_Activity_:
All of the records below need to be returned exactly.

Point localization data

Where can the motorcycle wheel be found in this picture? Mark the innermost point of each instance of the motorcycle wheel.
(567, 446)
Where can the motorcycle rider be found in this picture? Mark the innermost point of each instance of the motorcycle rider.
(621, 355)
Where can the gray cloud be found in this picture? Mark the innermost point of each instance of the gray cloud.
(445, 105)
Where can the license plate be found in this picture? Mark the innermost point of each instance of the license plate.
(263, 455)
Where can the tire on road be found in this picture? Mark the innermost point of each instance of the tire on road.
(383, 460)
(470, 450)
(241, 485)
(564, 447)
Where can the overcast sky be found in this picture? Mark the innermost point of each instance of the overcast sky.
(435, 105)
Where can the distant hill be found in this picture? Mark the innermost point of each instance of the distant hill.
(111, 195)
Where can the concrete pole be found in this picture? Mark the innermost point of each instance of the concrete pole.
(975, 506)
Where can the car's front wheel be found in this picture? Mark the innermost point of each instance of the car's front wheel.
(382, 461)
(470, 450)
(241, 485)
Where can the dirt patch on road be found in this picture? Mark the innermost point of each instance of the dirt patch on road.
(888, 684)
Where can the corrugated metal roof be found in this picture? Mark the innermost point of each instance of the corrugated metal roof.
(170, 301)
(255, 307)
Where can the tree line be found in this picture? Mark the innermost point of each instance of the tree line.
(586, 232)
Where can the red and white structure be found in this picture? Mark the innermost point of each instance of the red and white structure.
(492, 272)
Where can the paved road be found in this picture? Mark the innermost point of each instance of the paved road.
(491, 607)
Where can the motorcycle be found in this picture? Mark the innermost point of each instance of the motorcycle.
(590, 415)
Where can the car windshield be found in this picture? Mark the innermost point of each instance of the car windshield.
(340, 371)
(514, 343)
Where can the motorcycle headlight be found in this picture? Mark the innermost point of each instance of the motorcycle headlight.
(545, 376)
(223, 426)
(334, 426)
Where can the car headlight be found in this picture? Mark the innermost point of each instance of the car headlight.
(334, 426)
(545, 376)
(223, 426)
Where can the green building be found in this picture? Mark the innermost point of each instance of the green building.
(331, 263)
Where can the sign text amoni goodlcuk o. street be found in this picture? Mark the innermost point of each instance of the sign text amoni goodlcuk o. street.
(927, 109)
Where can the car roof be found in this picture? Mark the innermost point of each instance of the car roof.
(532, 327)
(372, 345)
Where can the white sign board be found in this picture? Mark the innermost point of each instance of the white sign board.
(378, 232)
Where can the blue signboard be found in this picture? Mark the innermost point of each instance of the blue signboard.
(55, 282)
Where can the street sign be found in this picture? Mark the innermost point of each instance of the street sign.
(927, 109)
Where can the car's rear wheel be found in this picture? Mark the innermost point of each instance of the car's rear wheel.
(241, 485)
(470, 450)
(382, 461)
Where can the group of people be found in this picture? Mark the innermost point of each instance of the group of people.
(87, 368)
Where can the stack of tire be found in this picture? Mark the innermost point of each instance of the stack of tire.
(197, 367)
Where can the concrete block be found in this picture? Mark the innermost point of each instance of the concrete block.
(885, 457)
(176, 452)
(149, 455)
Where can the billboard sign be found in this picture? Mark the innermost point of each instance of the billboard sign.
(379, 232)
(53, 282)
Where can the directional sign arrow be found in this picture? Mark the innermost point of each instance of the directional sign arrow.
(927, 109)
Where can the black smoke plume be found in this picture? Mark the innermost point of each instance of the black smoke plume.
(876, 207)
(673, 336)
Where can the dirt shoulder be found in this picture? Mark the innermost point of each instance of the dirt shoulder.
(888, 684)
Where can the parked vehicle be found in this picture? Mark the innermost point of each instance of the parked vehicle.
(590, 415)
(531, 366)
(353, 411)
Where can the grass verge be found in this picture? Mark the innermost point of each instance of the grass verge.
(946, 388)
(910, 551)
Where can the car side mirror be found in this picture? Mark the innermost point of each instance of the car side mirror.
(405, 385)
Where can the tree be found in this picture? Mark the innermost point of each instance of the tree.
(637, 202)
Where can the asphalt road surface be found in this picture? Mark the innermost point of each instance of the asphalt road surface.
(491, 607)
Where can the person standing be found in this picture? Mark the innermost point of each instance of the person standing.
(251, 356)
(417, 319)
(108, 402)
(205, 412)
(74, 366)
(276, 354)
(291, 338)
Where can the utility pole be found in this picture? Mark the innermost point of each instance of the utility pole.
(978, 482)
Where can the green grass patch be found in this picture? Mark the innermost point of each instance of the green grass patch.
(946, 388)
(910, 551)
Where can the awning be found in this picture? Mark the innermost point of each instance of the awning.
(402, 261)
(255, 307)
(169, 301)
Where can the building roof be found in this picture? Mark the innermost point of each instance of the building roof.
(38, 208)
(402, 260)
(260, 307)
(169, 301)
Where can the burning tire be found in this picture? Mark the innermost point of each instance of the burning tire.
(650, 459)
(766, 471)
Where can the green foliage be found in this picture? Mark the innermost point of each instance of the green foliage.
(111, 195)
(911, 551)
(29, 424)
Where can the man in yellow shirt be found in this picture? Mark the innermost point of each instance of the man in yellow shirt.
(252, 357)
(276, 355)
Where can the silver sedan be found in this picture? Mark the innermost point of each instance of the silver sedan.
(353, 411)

_Exercise answer_:
Where can the motorcycle wheel be found in this picture? Mark the innermost point of each instance of the motorcycle wheel.
(567, 446)
Where can the motorcycle rider be found in this picture? Mark the innermost point of each instance of the motorcycle rider.
(621, 355)
Where can the gray cloud be found in this picture? Mark the innermost point of each instance of the gray cloud.
(445, 105)
Where can the license plate be found in this picture? Mark the innermost point of each instance of the license plate.
(263, 455)
Where can the tire on road be found in this picture? Mark the innermost point of each instance of the tire on road.
(383, 460)
(470, 450)
(241, 485)
(564, 447)
Where can the overcast sky be found in this picture? Mark the innermost point of each instance of the overcast sky.
(435, 105)
Where can the distant hill be found in this picture? Mark the innermost point of each instance of the distant hill.
(111, 195)
Where can the concrete pole be found in this picture? Mark the innermost point of each instance of the concrete pole.
(975, 506)
Where can the car's front wheel be found in this picture? Mark the innermost point of each instance of the car's front wheel.
(382, 461)
(470, 450)
(241, 485)
Where can the dirt patch on road be found in this picture? Mark the innermost point of each instance of the dirt patch on road.
(888, 684)
Where can the corrugated metal roof be found in this picture? Mark the innermost point of each instance of the corrugated metal roof.
(170, 301)
(255, 307)
Where can the tree line be found in this picture? Mark the innermost point of each instance of the tree line.
(586, 232)
Where can the red and white structure be found in this picture? Mark the innermost point of each instance of the red and white structure.
(492, 272)
Where can the paved road be found in this picture? Mark the innermost point of each instance of the paved road.
(491, 607)
Where can the motorcycle be found in this picture? Mark the innermost point of each instance of the motorcycle.
(590, 415)
Where can the car windshield be found in this picture? Mark the innermost point of each instance of the car windshield.
(340, 371)
(514, 343)
Where can the motorcycle headlight be found in this picture? Mark the innermost point of each instance of the motorcycle headlight.
(545, 376)
(223, 426)
(334, 426)
Where can the car headlight be found in this picture? Mark the innermost point of each instance of the car headlight.
(334, 426)
(545, 376)
(223, 426)
Where can the green building be found in this picture? Mark the innermost point of each instance of the green building.
(331, 263)
Where can the sign text amoni goodlcuk o. street be found in this picture? Mark the innermost point of each instance of the sign text amoni goodlcuk o. street.
(927, 109)
Where can the car roof be found in this picture? Mark the innermost point of each instance of the car roof.
(532, 327)
(372, 345)
Where can the white sign board be found in this picture? Mark the innermost point of each instance of the white sign board.
(378, 232)
Where can the blue signboard be found in this picture? Mark the innermost point of each instance of the blue signboard.
(55, 282)
Where can the street sign be found in this picture? Mark the innermost point of each instance of the street sign.
(927, 109)
Where can the car's rear wheel be found in this picture? Mark the innermost point of each instance of the car's rear wheel.
(241, 485)
(470, 450)
(382, 461)
Where can the group of people be found in this picture? Mark the innermost point of each instance of the group of people.
(87, 368)
Where can the stack of tire be found in this picture? Mark the innermost point of each instance of the stack of tire.
(197, 367)
Where can the concrete block be found in this picture? Mark the innermost point of each instance of the concrete block.
(885, 457)
(176, 452)
(149, 455)
Where can the billboard sign be found in this picture? Mark the innermost point of each instance of the billboard sign.
(379, 232)
(53, 282)
Where can the directional sign arrow be found in this picture? Mark the innermost point of each instance of the directional sign arrow.
(927, 109)
Where can the black smoke plume be found in this picture? Mark the innermost point of each instance of the black smoke plume.
(876, 207)
(673, 336)
Where can the dirt shoulder be found in this picture? Mark the innermost point of each instance of the dirt shoulder.
(888, 684)
Where can the parked vehicle be found in this picture? Mark the innermost point of each instance of the parked vehicle.
(590, 415)
(531, 366)
(353, 411)
Where can the grass verge be found in this picture? Mark the innermost point of each instance of the grass verge.
(946, 388)
(910, 551)
Where can the car side mirror be found in this picture? Mark the innermost point of each instance of the car side mirror.
(405, 385)
Where can the tree be found in this picture? Mark the innermost point of each instance of the tree.
(637, 202)
Where can the asphalt road surface be found in this picture? Mark the innermost point of each instance of the asphalt road surface.
(491, 607)
Where can the person standing be found in this picture? Mark the innermost point of each instance of the person standing.
(251, 356)
(417, 319)
(108, 402)
(205, 412)
(74, 366)
(276, 354)
(291, 338)
Where can the utility pole be found in this picture? Mark the innermost point of each instance of the utility pole.
(978, 482)
Where can the green grass patch be found in this picture? Mark the innermost point of each instance of the green grass patch.
(946, 388)
(910, 551)
Where can the awning be found in this picture? Mark the innermost point of each instance of the awning.
(402, 261)
(255, 307)
(169, 301)
Where can the building roof be found in this picture? Mark the innermost point of each instance of the building roof.
(38, 208)
(402, 260)
(260, 307)
(169, 301)
Where can the burning tire be found in this picture? Mark the innermost point of each instance of the burning tire.
(650, 459)
(766, 471)
Where can the green foliage be found in this picture? Mark the innermost point of each instance of the green foliage.
(111, 195)
(911, 551)
(29, 424)
Where can the man in yellow shirt be found in this picture? Mark the innermost point of each instance of the man in yellow shirt.
(252, 357)
(276, 355)
Where can the silver sedan be found in this picture? Mark the innermost point of each instance of the silver sedan.
(353, 411)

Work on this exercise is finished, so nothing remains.